• [Excerpted data]:
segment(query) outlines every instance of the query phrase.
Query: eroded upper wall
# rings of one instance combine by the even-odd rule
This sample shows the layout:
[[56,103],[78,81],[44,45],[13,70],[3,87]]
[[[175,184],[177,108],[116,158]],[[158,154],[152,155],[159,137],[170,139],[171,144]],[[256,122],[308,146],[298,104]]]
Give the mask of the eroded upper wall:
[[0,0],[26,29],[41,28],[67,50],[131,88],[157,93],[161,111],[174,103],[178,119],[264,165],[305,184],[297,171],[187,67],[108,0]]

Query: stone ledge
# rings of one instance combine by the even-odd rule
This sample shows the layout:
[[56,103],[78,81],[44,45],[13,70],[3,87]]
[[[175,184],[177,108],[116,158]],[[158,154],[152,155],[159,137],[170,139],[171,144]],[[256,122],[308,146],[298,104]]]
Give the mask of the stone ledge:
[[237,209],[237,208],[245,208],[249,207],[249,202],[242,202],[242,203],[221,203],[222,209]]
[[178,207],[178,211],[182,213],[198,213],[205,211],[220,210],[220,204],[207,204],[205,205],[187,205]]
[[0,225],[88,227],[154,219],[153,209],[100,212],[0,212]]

• [Request]: Change "stone ledge" to "rock ledge" in everything from the line containing "Query: stone ledge" down to the line containing "Give the mask of the stone", and give back only those lines with nothing else altered.

• [Output below]:
Query: rock ledge
# rings of one instance combine by the even-odd rule
This sample shows the layout:
[[56,103],[78,81],[44,45],[13,70],[3,87]]
[[[175,184],[177,108],[116,158]],[[158,154],[152,155],[159,137],[170,139],[171,144]],[[256,122],[308,146],[298,104]]]
Give the mask of the rock ledge:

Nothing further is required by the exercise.